## Exercise directions
Reproduce every line of the data below as a numbered list, omitting any blank lines. Leave the pictures out of your answer.

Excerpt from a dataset
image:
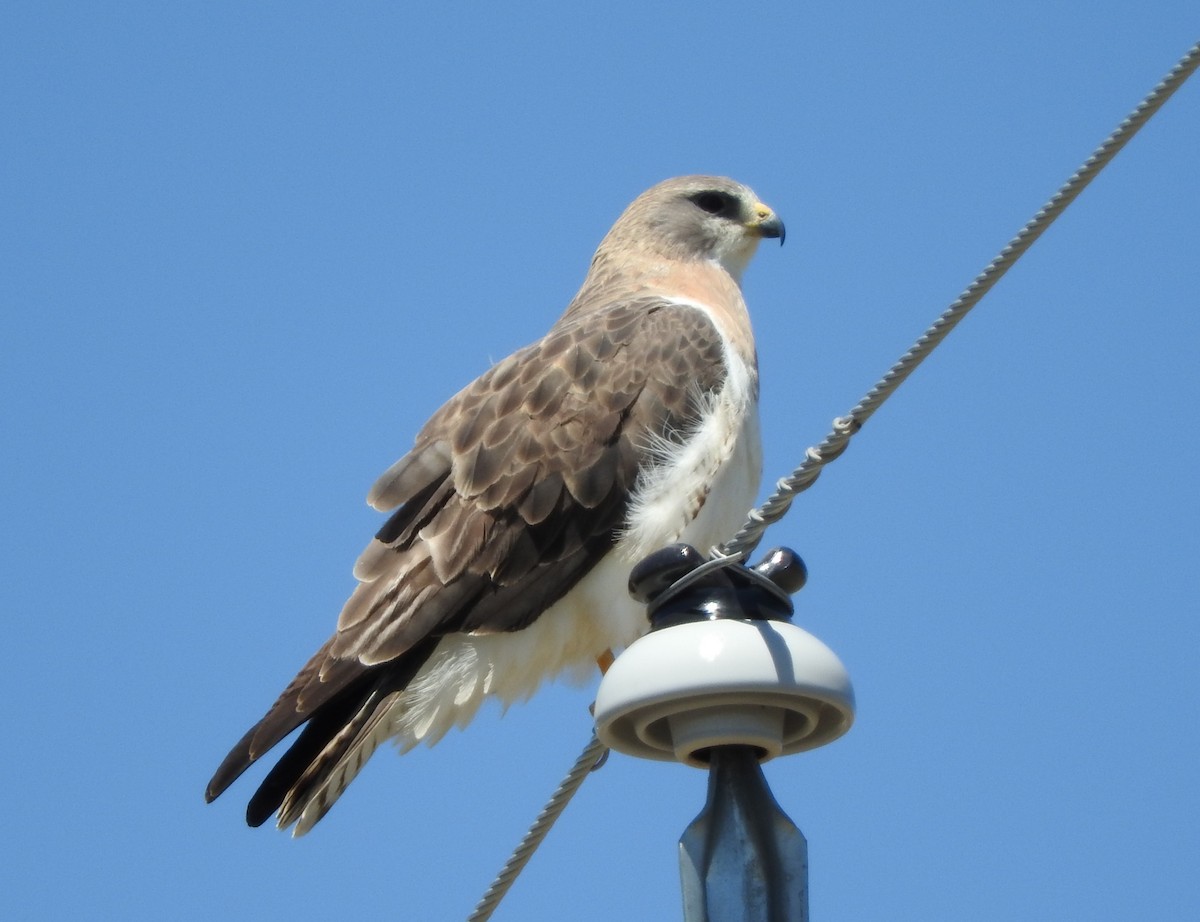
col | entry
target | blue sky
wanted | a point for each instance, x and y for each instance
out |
(247, 249)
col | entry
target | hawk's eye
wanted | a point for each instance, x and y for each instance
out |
(714, 203)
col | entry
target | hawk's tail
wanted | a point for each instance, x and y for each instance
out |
(342, 729)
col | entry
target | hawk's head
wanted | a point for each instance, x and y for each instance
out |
(696, 217)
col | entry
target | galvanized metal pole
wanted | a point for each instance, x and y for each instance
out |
(742, 858)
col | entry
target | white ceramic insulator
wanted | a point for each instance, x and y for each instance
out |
(681, 690)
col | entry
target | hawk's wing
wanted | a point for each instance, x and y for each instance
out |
(513, 492)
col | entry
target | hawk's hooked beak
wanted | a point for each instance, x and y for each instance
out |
(767, 223)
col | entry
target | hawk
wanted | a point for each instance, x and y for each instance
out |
(526, 500)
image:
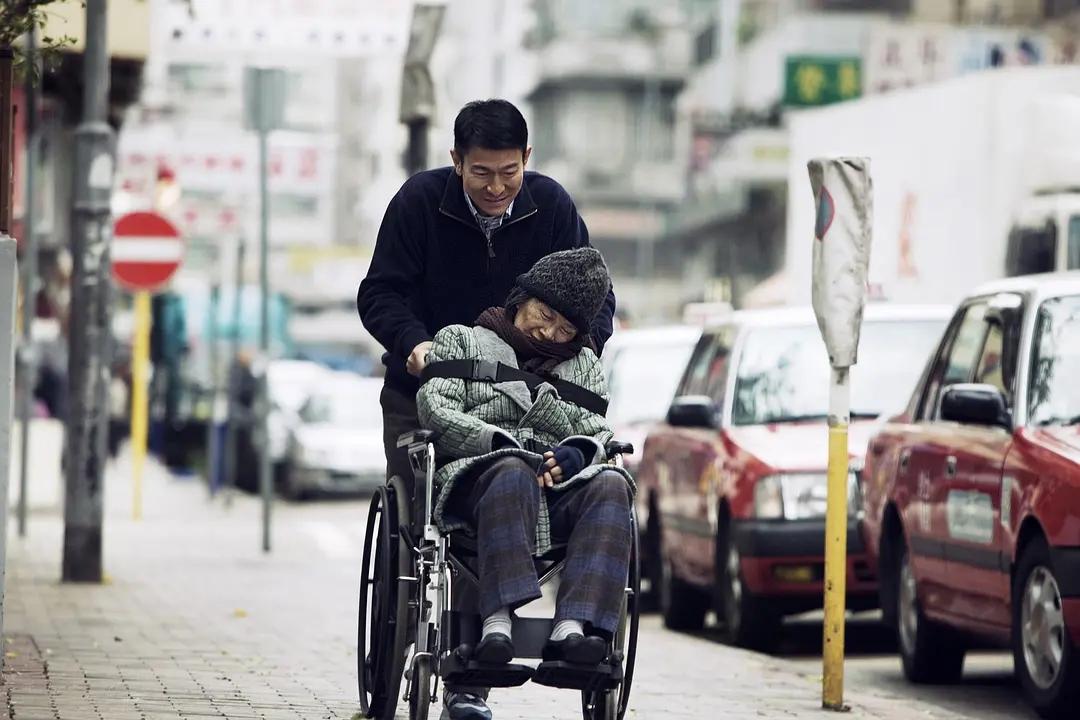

## Answer below
1. image:
2. col | entry
3. target | blue sky
4. wanted | a point for each instance, x and y for each instance
5. out |
6. (247, 249)
7. col | entry
8. target | hawk's eye
9. wanted | a point for each instance, x and y for each instance
10. out |
11. (714, 203)
12. col | entry
13. target | hawk's tail
14. wanted | a point for each instance, x and y for each instance
15. out |
16. (342, 729)
17. col | entry
18. target | hawk's head
19. wanted | a point for each instance, x and y for each instance
20. out |
21. (696, 217)
22. col | entry
23. target | galvanized metal pole
24. wanted | a point for each instance, x and y for each instance
25. out |
26. (742, 858)
27. col | entry
28. target | white ceramic insulator
29. wanted | a point for each instance, x and y for each instance
30. out |
31. (681, 690)
32. col | entry
33. target | hawk's wing
34. wanted | a point for each instance, x and y for each instance
35. out |
36. (513, 492)
37. col | entry
38. target | hawk's hooked beak
39. wanted | a point for each instance, x and y for each instance
40. out |
41. (767, 223)
42. col | entry
43. target | hawk
44. wanted | a point for each instance, x and y for each instance
45. out |
46. (526, 500)
47. image:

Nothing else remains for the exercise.